Only the lines below between the ones containing "back in the photo above." and "uniform in the photo above.", inclusive, are to be reproduced, each exactly as it stands.

- WORKING DATA:
☆ ☆ ☆

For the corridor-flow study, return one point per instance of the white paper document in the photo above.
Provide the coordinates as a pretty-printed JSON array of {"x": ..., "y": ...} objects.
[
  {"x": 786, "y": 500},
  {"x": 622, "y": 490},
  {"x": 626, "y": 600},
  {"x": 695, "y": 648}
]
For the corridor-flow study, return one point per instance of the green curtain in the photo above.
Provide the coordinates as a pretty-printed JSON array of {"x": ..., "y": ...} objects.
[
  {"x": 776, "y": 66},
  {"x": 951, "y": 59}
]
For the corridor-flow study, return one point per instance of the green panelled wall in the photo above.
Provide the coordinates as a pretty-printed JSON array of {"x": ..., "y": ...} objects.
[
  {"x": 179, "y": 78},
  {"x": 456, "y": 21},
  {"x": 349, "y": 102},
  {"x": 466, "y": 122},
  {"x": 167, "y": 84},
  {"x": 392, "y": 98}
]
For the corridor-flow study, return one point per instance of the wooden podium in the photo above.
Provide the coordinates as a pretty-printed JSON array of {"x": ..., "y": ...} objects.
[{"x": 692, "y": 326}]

☆ ☆ ☆

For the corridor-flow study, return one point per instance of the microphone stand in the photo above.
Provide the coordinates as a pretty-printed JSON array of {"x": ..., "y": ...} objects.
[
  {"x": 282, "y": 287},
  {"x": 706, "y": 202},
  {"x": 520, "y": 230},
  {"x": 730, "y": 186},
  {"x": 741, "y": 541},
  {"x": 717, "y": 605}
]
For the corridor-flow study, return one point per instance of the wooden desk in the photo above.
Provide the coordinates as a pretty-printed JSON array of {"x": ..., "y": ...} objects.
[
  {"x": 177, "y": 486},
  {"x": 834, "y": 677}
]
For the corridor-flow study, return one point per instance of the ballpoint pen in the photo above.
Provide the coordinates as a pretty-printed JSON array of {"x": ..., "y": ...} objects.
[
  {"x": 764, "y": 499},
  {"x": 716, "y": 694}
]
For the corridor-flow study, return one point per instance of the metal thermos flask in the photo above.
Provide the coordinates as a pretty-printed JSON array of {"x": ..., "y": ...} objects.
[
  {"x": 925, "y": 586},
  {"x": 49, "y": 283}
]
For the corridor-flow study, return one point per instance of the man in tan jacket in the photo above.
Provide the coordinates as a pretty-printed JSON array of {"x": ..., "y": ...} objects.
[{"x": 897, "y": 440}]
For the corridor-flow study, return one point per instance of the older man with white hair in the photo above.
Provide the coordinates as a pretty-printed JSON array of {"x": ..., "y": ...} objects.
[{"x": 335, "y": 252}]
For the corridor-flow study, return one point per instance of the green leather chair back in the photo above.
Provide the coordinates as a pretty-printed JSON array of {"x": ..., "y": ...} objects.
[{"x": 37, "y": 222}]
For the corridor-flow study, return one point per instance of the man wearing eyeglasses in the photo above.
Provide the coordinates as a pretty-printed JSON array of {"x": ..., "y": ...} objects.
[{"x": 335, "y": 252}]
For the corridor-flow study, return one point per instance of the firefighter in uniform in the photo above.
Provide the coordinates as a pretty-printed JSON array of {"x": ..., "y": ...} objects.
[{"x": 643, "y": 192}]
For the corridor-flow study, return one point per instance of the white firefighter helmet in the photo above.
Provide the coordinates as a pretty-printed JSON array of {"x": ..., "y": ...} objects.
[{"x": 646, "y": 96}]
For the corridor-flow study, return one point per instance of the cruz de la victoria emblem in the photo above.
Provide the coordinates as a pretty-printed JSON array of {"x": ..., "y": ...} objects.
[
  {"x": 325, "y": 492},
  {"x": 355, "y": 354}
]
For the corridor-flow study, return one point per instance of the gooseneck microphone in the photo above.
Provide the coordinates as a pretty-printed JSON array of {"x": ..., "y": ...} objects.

☆ ☆ ☆

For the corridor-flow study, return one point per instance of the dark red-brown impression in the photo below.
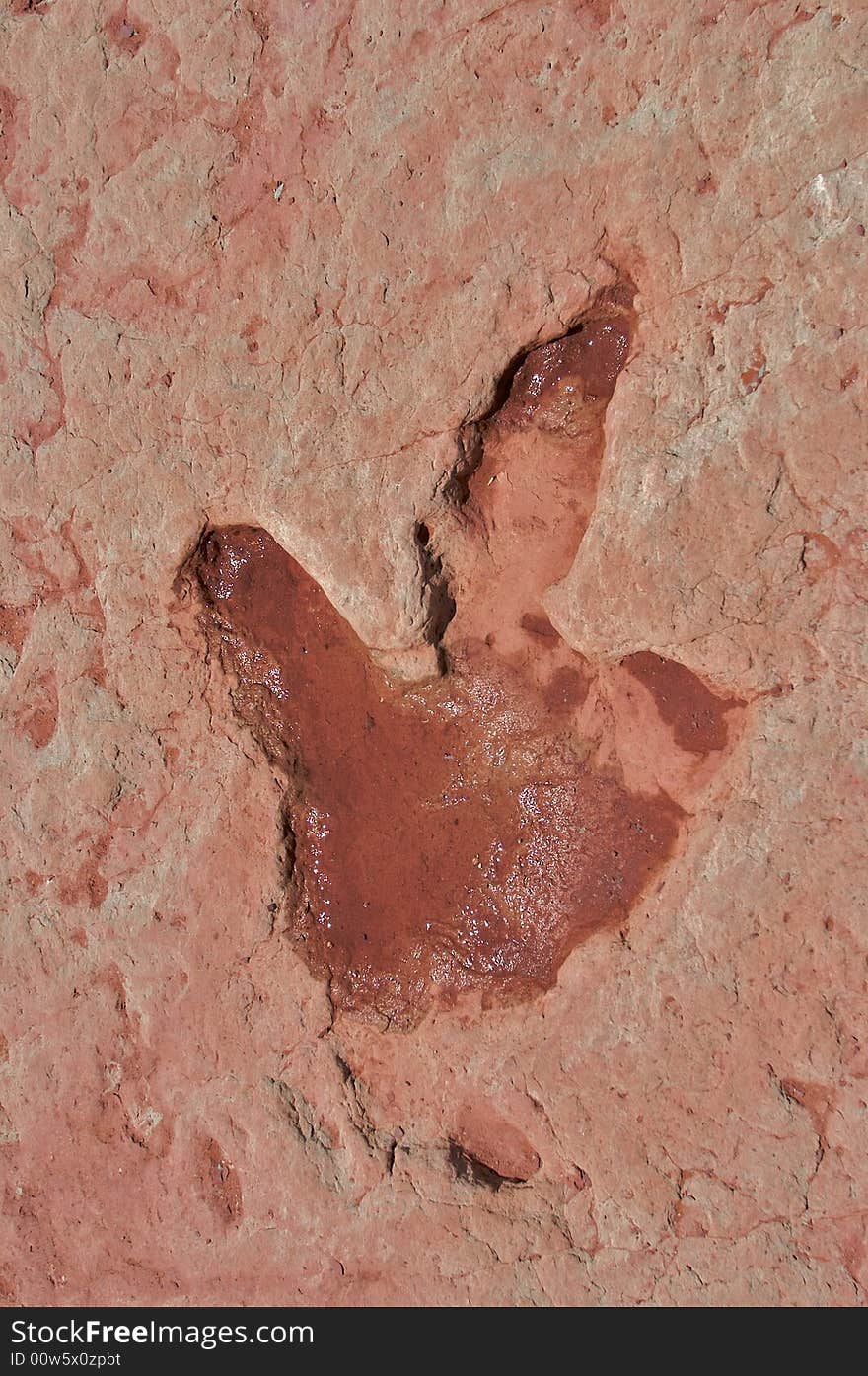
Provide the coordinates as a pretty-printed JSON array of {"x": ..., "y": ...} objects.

☆ ☆ ☆

- RESPONSE:
For the corridor-flow study, return one point per instance of the green leather chair back in the photo above.
Provide the coordinates as a pretty-printed JSON array of {"x": ..., "y": ...} objects.
[{"x": 37, "y": 222}]
For the corridor-flow study, return one point per instance of the man wearing eyeglasses in the photo above.
Provide the coordinates as a pretty-printed JSON array of {"x": ..., "y": ...} objects.
[{"x": 335, "y": 252}]
For the corridor-flow study, return one point per instance of the firefighter in uniform in the photo above.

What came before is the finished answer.